### Aim:
Rewrite the material below, swapping "dark clothing" for "black clothing" wherever it occurs and keeping everything else the same. Leave out the pictures.

### Data shown:
◆ ◆ ◆ ◆ ◆ ◆ ◆

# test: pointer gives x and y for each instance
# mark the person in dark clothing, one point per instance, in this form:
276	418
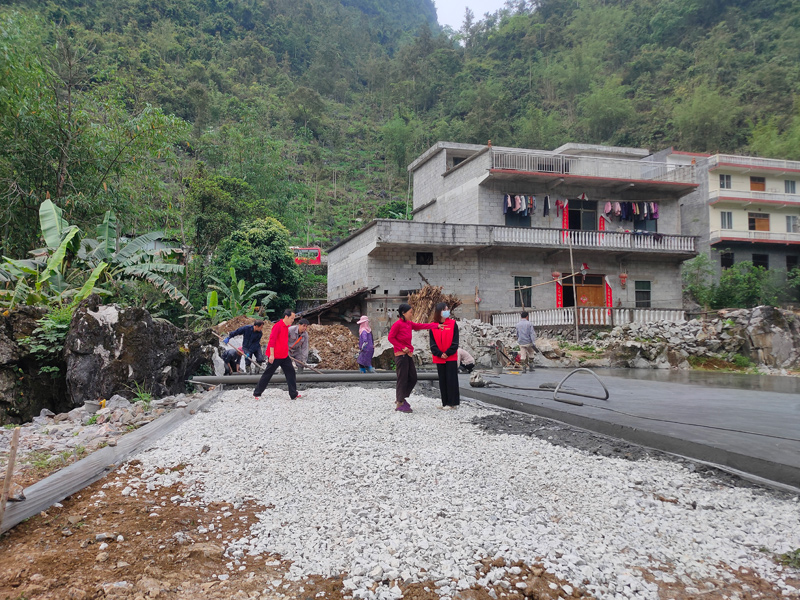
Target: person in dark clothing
278	352
231	358
444	348
251	340
400	339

◆ ◆ ◆ ◆ ◆ ◆ ◆

### Problem solution:
# test: pointer gives x and y for each instance
# mark the person in black clothing, one point per instance, in this form:
276	418
Target: person in black clothing
278	352
231	358
444	348
251	340
400	339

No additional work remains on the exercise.